Everything from the line containing "Keep to these rules. Indicate every instance of the elongated" to the last line of the records must be returned verbatim; nothing else belongs in the output.

### RECORD SET
· · · · · · ·

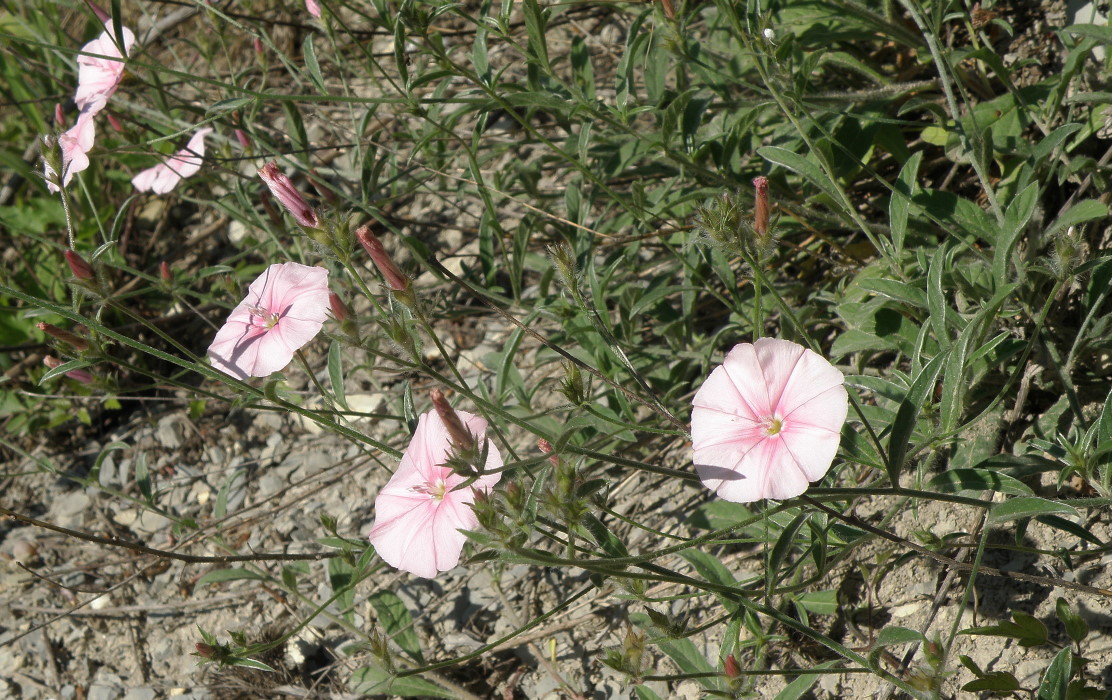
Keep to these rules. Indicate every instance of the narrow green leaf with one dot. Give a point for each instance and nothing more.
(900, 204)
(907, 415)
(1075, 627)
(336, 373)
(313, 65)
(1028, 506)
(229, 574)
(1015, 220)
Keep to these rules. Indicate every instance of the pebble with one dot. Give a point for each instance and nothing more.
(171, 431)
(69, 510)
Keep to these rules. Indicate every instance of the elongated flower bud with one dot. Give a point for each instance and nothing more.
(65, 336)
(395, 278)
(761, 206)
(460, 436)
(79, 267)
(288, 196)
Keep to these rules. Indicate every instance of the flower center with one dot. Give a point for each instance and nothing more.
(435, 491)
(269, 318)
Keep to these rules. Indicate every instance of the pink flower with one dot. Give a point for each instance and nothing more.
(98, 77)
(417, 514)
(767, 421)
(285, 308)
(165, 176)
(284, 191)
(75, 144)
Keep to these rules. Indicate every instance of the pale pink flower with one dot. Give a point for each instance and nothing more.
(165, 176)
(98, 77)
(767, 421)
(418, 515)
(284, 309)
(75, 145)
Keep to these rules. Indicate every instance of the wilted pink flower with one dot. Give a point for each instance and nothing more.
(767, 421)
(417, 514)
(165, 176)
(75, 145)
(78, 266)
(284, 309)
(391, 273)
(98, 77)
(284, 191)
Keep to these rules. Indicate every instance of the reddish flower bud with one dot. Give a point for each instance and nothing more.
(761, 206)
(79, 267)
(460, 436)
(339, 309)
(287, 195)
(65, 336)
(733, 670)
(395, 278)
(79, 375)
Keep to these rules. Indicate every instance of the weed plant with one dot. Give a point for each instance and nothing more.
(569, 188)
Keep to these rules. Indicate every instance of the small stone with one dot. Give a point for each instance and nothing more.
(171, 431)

· · · · · · ·

### EXERCISE SOLUTION
Keep to these rules. Indicate every instance of the elongated flower bud with one dot. Give a point for each instance and nothing more.
(65, 336)
(395, 278)
(761, 206)
(460, 436)
(79, 267)
(288, 196)
Keep to these rules. Indicate every instance of the flower center with one dot. Give a point for each instance and nothing more.
(435, 491)
(269, 318)
Keep to these rules. Indicate every instance of the pink flower with one dot. Give a point for each instance and nothing more.
(98, 77)
(417, 514)
(767, 421)
(285, 308)
(165, 176)
(284, 191)
(75, 144)
Keep to these rules. Indicate every instance of the pale pink flower with one dot. Give a point for each instance and nothing more.
(165, 176)
(98, 77)
(767, 421)
(418, 515)
(284, 309)
(75, 145)
Keep to these rules. Indicate every instance of the wilted pink flower with one dot. Give a point for each instance and nothing more.
(767, 421)
(417, 514)
(165, 176)
(75, 145)
(78, 266)
(284, 309)
(391, 273)
(98, 77)
(284, 191)
Keep to these rules. Indicate every instance of the reddish flower bud with one dot. Give a point for each instance and nothing more.
(761, 206)
(79, 267)
(460, 436)
(339, 309)
(287, 195)
(65, 336)
(733, 670)
(395, 278)
(79, 375)
Keep to these rules. Indicate every instance of the weed plant with one dot. Give a point for each instance and nothing more.
(569, 188)
Keep to these rules. Indicate every instance of the small stone with one dot. Give a point for each instance and nothing more.
(171, 431)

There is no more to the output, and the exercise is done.